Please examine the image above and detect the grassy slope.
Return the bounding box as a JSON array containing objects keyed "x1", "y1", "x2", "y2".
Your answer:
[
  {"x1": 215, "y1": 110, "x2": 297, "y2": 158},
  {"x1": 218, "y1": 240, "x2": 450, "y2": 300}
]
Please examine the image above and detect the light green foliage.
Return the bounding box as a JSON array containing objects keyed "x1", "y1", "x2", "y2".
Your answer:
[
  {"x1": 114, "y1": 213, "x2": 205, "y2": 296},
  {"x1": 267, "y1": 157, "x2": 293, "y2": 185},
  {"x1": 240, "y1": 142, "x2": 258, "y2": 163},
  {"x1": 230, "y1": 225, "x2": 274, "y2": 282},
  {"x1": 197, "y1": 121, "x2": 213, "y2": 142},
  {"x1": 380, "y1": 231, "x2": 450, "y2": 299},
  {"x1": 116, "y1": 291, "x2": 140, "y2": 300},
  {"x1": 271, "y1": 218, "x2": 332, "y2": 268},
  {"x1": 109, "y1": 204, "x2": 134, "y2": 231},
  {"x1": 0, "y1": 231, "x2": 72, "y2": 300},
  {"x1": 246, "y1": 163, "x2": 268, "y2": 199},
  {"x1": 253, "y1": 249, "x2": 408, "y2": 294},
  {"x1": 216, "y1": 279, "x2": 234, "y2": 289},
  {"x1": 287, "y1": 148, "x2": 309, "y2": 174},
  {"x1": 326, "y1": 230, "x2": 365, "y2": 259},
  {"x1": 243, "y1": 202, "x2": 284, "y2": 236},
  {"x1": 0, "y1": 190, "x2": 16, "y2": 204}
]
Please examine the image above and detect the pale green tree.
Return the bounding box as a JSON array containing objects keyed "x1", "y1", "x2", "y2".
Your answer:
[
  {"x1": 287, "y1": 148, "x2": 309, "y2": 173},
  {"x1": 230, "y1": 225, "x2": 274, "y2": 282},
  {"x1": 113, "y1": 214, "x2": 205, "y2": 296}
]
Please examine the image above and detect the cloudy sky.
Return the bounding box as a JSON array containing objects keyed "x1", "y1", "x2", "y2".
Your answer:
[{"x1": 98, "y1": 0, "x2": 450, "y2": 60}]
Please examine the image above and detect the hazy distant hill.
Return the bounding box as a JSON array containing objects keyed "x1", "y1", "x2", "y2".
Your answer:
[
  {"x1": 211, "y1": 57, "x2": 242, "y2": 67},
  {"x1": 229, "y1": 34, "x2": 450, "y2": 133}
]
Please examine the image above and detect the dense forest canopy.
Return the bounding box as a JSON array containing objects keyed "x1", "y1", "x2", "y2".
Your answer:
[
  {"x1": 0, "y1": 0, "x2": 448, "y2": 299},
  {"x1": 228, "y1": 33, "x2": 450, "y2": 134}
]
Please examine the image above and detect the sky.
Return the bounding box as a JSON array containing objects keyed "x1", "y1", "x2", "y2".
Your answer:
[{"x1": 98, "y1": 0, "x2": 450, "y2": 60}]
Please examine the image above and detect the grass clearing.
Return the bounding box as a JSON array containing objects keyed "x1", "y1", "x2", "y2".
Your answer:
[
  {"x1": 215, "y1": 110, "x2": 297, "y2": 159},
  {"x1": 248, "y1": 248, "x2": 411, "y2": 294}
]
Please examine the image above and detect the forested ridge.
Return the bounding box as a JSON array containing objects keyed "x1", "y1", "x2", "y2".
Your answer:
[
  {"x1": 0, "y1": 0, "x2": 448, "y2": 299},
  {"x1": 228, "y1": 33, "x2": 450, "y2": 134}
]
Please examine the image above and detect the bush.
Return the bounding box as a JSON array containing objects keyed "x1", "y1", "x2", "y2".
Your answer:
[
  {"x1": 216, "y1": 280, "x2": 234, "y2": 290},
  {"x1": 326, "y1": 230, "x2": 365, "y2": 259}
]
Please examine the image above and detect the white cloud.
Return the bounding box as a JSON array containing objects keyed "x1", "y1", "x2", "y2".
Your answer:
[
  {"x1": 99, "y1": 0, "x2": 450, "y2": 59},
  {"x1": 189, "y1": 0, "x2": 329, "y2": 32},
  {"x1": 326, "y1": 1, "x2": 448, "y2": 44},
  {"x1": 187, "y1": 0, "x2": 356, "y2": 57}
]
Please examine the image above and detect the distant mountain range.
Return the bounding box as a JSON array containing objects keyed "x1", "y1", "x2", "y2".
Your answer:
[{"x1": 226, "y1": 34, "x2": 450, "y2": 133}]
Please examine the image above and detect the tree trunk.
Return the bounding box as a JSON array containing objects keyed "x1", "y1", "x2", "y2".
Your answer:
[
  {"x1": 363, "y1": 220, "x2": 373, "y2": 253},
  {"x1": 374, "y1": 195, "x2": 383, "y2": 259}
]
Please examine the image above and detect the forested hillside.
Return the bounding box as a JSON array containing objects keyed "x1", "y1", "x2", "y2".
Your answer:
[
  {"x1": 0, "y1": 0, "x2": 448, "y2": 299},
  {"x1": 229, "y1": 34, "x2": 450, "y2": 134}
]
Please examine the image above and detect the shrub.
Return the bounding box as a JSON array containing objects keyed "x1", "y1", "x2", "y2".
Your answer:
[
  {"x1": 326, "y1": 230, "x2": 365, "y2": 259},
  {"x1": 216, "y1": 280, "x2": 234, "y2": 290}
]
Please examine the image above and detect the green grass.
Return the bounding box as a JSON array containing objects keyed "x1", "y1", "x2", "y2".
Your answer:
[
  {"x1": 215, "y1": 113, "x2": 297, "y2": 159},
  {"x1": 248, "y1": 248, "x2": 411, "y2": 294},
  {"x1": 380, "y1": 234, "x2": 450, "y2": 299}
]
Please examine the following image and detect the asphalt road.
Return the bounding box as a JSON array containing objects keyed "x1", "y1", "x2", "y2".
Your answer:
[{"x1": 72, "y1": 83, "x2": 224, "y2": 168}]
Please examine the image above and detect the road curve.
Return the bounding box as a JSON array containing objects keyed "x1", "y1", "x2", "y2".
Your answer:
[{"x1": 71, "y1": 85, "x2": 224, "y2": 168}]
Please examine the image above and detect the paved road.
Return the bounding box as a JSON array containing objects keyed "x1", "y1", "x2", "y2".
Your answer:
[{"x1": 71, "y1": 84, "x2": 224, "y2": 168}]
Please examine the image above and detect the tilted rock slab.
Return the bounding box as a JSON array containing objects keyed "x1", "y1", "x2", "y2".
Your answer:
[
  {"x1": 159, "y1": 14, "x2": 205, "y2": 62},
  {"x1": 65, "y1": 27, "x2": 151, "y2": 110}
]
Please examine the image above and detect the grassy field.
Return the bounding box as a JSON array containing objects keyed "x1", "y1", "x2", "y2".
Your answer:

* _PROBLEM STATEMENT_
Copy each line of the material exactly as shown.

* _ANSWER BELOW_
Please examine the image above and detect the grassy slope.
Return the bounding box as a JSON array containing objects keyed "x1", "y1", "x2", "y2".
Your answer:
[
  {"x1": 215, "y1": 110, "x2": 297, "y2": 158},
  {"x1": 218, "y1": 240, "x2": 450, "y2": 300}
]
Please examine the image above and detect the light green foliage.
Return the bounding box as a JSON array containing objects keyed "x1", "y1", "x2", "y2".
Your answer:
[
  {"x1": 114, "y1": 213, "x2": 205, "y2": 296},
  {"x1": 267, "y1": 157, "x2": 293, "y2": 185},
  {"x1": 240, "y1": 142, "x2": 258, "y2": 163},
  {"x1": 230, "y1": 225, "x2": 274, "y2": 282},
  {"x1": 197, "y1": 121, "x2": 213, "y2": 142},
  {"x1": 380, "y1": 231, "x2": 450, "y2": 299},
  {"x1": 116, "y1": 291, "x2": 140, "y2": 300},
  {"x1": 271, "y1": 218, "x2": 332, "y2": 268},
  {"x1": 109, "y1": 204, "x2": 134, "y2": 231},
  {"x1": 0, "y1": 231, "x2": 72, "y2": 300},
  {"x1": 246, "y1": 163, "x2": 268, "y2": 199},
  {"x1": 253, "y1": 249, "x2": 408, "y2": 294},
  {"x1": 216, "y1": 279, "x2": 234, "y2": 289},
  {"x1": 287, "y1": 148, "x2": 309, "y2": 174},
  {"x1": 326, "y1": 230, "x2": 365, "y2": 259},
  {"x1": 243, "y1": 202, "x2": 284, "y2": 236},
  {"x1": 0, "y1": 190, "x2": 16, "y2": 204}
]
Please examine the image above and detect the pale green tree.
Return the bounding box as a JSON array containing objects keyed "x1", "y1", "x2", "y2".
Your answer:
[
  {"x1": 287, "y1": 148, "x2": 309, "y2": 173},
  {"x1": 230, "y1": 225, "x2": 274, "y2": 282},
  {"x1": 113, "y1": 214, "x2": 205, "y2": 296}
]
Please examine the image above and detect the cloudy sky.
Return the bounding box as a JSON array containing objects keyed "x1", "y1", "x2", "y2".
Your answer:
[{"x1": 98, "y1": 0, "x2": 450, "y2": 60}]
Please examine the image above and detect the hazy distant hill.
Return the bounding box as a JSON array containing objects keyed "x1", "y1", "x2", "y2".
Your answer:
[
  {"x1": 211, "y1": 57, "x2": 242, "y2": 67},
  {"x1": 229, "y1": 34, "x2": 450, "y2": 133}
]
Please examine the image above and detect the dense forest canopy.
Return the bounding box as a JSON array containing objects keyed "x1", "y1", "x2", "y2".
Your answer:
[
  {"x1": 0, "y1": 0, "x2": 448, "y2": 299},
  {"x1": 228, "y1": 33, "x2": 450, "y2": 134}
]
Please examine the image above and detect the sky.
Return the bounding box as a JSON array containing objects keyed "x1", "y1", "x2", "y2".
Your answer:
[{"x1": 98, "y1": 0, "x2": 450, "y2": 60}]
Please examine the image above and detect the grass clearing.
Return the bounding box as a JSON array containing objects keyed "x1", "y1", "x2", "y2".
Your answer:
[
  {"x1": 215, "y1": 110, "x2": 297, "y2": 159},
  {"x1": 248, "y1": 248, "x2": 411, "y2": 294}
]
Please examine the image above and detect the forested ridge.
Return the bounding box as a JSON array containing objects keyed "x1", "y1", "x2", "y2".
Your answer:
[
  {"x1": 0, "y1": 0, "x2": 448, "y2": 299},
  {"x1": 228, "y1": 33, "x2": 450, "y2": 134}
]
Please examine the image above and detect the bush.
Return the bounding box as a JSON array containing objects keyed "x1", "y1", "x2", "y2".
Your answer:
[
  {"x1": 216, "y1": 280, "x2": 234, "y2": 290},
  {"x1": 326, "y1": 230, "x2": 365, "y2": 259}
]
Please examine the image above and detect the white cloud.
Return the bounding box as a JSON array containing objects keyed "x1", "y1", "x2", "y2".
Your answer:
[
  {"x1": 99, "y1": 0, "x2": 450, "y2": 59},
  {"x1": 189, "y1": 0, "x2": 329, "y2": 32},
  {"x1": 326, "y1": 1, "x2": 448, "y2": 44},
  {"x1": 187, "y1": 0, "x2": 356, "y2": 57}
]
Please examine the image above and detect the distant mountain range.
Return the bounding box as a JSON array containing objects keyed "x1", "y1", "x2", "y2".
Your answer:
[{"x1": 226, "y1": 34, "x2": 450, "y2": 133}]
Please examine the image above and detect the tree trunk.
Return the bounding box as a JSON array containing objects keyed "x1", "y1", "x2", "y2".
Your answer:
[
  {"x1": 363, "y1": 220, "x2": 373, "y2": 253},
  {"x1": 374, "y1": 195, "x2": 383, "y2": 259}
]
Please examine the image above and detect the forested hillside.
Return the bounding box as a JSON array containing objects keyed "x1", "y1", "x2", "y2".
Your answer:
[
  {"x1": 0, "y1": 0, "x2": 448, "y2": 299},
  {"x1": 229, "y1": 34, "x2": 450, "y2": 134}
]
Please examine the image above and detect the shrub.
Return the bounding box as a JSON array containing objects keyed "x1", "y1", "x2", "y2".
Your answer:
[
  {"x1": 326, "y1": 230, "x2": 365, "y2": 259},
  {"x1": 216, "y1": 280, "x2": 234, "y2": 290}
]
Please examine the image above and detect the green grass.
Return the bounding box as a JSON array containing objects keyed "x1", "y1", "x2", "y2".
Your answer:
[
  {"x1": 215, "y1": 113, "x2": 297, "y2": 159},
  {"x1": 248, "y1": 248, "x2": 411, "y2": 294},
  {"x1": 380, "y1": 234, "x2": 450, "y2": 299}
]
Please examine the following image and detect the asphalt road.
Return the bounding box as a JSON array containing objects keyed "x1", "y1", "x2", "y2".
Your answer:
[{"x1": 72, "y1": 83, "x2": 224, "y2": 168}]
Please examine the image above and detect the road curve.
Return the bounding box as a JSON array containing objects keyed "x1", "y1", "x2", "y2".
Your answer:
[{"x1": 71, "y1": 85, "x2": 224, "y2": 168}]
Please examine the image above and detect the paved road.
Return the bounding box as a JSON array containing objects keyed "x1", "y1", "x2", "y2".
Your answer:
[{"x1": 71, "y1": 84, "x2": 224, "y2": 168}]
Please examine the image above and detect the tilted rock slab.
Return the bounding box as a JSON array containing objects keyed "x1", "y1", "x2", "y2".
Your answer:
[
  {"x1": 159, "y1": 14, "x2": 205, "y2": 62},
  {"x1": 65, "y1": 27, "x2": 151, "y2": 110}
]
Please examine the image above and detect the grassy field.
Return the bounding box as a JSON array containing objects keyed "x1", "y1", "x2", "y2".
Your answer:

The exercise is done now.